▸ WORK REQUIRED: Update the material below by replacing every occurrence of "white banner" with "white sign", keeping everything else the same, and leave the pictures out of your answer.

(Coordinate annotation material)
※

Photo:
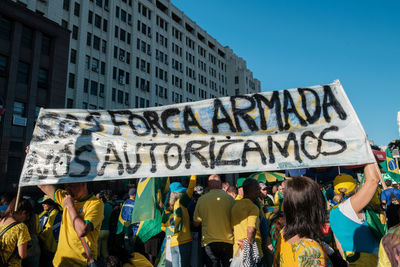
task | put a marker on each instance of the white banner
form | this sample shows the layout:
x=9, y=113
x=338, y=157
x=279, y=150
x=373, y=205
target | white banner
x=296, y=128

※

▸ TASK RESULT:
Photo:
task | put a marker on each instance of the white sign
form | this sample shows the layout:
x=9, y=113
x=338, y=157
x=279, y=150
x=373, y=205
target | white sign
x=296, y=128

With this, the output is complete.